Start with the line containing "Provide the location of each instance of the white window" and write out each line through the end of the listing, exactly as given.

** BEGIN Material to process **

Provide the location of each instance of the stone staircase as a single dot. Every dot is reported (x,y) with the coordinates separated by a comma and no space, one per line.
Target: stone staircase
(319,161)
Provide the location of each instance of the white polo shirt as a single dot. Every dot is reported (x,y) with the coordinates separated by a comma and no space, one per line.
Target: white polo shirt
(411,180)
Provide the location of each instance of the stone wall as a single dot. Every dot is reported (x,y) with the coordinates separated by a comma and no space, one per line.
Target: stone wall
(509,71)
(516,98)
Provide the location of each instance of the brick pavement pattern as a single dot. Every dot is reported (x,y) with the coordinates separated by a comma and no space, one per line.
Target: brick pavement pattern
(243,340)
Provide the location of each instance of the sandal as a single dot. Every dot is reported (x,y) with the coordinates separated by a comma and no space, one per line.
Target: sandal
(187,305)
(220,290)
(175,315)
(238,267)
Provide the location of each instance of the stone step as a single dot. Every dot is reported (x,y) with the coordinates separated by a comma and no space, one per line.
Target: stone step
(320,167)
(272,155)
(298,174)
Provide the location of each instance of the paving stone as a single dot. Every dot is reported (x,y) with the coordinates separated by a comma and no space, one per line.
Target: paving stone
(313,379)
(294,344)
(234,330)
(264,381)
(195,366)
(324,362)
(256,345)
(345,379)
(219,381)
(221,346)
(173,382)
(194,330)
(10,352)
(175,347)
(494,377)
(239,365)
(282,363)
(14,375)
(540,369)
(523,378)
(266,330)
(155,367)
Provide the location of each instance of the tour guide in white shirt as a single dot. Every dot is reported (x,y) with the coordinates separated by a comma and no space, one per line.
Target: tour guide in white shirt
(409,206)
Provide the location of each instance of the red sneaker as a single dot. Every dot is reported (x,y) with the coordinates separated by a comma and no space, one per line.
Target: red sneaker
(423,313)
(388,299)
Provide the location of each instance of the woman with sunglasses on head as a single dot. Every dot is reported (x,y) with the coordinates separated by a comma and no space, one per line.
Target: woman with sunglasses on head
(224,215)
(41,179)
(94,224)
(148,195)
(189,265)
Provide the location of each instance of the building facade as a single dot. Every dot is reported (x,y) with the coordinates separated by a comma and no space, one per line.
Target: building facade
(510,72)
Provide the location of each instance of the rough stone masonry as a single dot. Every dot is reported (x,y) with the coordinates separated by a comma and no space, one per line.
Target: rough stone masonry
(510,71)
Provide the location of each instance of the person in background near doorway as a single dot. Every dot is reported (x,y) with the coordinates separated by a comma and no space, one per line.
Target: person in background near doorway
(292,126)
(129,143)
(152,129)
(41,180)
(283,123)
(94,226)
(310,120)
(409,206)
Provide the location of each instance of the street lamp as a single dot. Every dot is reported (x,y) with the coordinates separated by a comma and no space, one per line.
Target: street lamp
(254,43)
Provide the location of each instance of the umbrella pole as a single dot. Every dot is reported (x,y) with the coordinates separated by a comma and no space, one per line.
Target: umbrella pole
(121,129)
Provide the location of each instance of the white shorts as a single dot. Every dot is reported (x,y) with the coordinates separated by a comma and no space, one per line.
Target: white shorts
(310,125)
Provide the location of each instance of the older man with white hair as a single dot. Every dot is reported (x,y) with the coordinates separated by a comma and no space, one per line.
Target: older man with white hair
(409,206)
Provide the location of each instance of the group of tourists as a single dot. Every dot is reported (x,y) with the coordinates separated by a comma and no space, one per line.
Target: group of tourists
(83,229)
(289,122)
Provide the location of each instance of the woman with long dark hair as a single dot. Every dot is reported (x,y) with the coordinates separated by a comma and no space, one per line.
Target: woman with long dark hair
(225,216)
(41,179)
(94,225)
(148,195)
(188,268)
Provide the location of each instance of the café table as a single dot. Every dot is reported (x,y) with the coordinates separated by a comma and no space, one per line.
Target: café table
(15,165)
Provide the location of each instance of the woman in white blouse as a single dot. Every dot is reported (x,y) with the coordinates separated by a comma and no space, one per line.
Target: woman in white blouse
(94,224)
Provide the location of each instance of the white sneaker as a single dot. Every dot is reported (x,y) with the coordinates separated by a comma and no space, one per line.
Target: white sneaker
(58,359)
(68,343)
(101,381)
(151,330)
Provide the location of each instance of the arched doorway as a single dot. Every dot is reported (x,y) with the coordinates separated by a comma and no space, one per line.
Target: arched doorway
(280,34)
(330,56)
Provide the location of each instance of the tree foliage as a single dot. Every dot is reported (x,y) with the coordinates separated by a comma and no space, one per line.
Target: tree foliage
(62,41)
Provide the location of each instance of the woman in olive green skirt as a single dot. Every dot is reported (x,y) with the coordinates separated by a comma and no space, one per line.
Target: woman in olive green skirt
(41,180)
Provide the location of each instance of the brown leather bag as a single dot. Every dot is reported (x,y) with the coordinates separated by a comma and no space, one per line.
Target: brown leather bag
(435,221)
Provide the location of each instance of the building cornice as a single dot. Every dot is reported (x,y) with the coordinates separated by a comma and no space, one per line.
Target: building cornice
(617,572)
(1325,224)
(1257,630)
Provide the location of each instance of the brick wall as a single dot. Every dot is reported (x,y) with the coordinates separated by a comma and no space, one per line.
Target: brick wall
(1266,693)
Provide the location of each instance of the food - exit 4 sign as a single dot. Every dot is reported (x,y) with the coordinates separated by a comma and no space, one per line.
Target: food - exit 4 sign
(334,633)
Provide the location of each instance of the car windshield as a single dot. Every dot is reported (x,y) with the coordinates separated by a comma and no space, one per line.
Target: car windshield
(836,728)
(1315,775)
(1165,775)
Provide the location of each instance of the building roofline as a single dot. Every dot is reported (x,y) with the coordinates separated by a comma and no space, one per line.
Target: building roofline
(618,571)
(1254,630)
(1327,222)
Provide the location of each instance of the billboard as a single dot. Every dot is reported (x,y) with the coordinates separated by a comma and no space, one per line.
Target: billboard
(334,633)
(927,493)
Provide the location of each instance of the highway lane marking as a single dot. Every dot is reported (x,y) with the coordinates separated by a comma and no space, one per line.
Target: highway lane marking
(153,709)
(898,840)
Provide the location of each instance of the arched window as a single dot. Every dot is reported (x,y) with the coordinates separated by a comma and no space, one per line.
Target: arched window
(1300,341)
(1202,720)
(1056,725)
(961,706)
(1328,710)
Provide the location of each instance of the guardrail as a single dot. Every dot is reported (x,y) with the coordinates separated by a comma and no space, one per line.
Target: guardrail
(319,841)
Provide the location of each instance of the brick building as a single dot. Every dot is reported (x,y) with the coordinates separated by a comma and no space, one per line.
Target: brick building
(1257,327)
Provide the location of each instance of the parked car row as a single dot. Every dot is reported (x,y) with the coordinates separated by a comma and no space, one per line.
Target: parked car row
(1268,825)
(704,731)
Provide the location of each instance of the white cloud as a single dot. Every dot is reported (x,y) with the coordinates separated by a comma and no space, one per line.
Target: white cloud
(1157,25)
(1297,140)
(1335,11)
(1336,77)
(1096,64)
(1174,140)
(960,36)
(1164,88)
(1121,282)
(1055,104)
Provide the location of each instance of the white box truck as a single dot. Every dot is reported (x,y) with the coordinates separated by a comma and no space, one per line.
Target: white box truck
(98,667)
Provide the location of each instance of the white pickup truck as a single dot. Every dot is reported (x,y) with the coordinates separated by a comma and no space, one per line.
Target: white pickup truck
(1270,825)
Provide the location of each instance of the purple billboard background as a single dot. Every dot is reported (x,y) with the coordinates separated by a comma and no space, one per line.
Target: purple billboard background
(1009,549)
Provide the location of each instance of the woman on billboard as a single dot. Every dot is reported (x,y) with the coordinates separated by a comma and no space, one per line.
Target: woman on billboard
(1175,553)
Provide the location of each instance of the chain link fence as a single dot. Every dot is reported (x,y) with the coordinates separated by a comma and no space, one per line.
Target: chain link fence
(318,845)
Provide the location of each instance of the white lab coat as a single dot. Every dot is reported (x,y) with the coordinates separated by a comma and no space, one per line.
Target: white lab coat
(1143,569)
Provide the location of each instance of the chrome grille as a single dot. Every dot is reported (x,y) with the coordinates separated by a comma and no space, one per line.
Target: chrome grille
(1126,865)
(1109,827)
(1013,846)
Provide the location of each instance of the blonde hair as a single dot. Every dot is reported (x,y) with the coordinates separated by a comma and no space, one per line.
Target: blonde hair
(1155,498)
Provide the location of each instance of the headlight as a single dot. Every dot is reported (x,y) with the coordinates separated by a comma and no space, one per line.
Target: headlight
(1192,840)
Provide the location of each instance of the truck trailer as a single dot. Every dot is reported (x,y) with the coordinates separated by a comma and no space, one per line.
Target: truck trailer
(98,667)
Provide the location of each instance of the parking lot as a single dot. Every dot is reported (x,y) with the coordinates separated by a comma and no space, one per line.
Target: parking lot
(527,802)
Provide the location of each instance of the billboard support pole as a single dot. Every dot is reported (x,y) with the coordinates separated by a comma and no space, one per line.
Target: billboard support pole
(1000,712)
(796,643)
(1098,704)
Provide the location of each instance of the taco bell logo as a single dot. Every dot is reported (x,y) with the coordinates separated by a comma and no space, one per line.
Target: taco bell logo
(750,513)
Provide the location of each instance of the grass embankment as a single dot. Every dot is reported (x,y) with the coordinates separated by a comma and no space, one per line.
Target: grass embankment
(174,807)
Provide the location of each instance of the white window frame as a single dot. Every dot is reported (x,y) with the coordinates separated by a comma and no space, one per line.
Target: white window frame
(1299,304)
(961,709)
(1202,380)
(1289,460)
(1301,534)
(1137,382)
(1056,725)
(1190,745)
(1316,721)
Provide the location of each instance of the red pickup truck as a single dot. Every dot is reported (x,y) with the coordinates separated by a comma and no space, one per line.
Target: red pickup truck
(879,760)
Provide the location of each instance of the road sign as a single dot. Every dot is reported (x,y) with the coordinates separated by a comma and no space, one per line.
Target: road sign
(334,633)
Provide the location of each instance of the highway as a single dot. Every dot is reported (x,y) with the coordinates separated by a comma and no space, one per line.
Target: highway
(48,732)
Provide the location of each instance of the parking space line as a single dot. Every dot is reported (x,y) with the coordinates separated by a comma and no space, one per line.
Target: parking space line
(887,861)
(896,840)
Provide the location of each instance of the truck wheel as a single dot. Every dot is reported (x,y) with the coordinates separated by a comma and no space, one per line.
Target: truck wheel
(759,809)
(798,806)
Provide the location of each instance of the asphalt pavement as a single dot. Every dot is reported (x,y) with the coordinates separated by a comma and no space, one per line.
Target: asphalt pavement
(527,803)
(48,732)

** END Material to process **

• **Written answer**
Provide the location of each instance of the white window frame as a single dot. Every dot is reported (x,y) with the coordinates separated by a comma and no space, one per line.
Target: white window frame
(1299,304)
(961,709)
(1202,380)
(1289,460)
(1301,534)
(1137,382)
(1056,725)
(1190,745)
(1316,721)
Provide the location of each instance of the red pickup truck as a single dot. Every dot is reported (x,y) with the coordinates separated by a comma and no space, one per line.
Target: red pickup truck
(879,760)
Provide the location of each instance of the road sign as a single dot. Every dot is reported (x,y) with the coordinates separated by a comma and no space, one per line.
Target: road sign
(334,633)
Provide the location of each instance of the highway as a single dot. Every dot is reported (x,y) with the coordinates separated by a comma and no space, one per line.
Target: highway
(48,732)
Provide the location of each instance of the parking space line as a single dot. Every dot is reported (x,y) with the coordinates separated by a comma and no space, one per line.
Target: parking space line
(887,861)
(896,840)
Provide the location of each instance of the truck wheel as a single dot. Every dot is reported (x,y) with the coordinates separated by a comma and no space, one per line.
Target: truck wheel
(759,809)
(798,806)
Provide the location of each instance of the asphalt pavement as a single dot. Every dot is reported (x,y) with the coordinates separated by a comma and no space, one per line.
Target: asphalt pavement
(527,803)
(48,732)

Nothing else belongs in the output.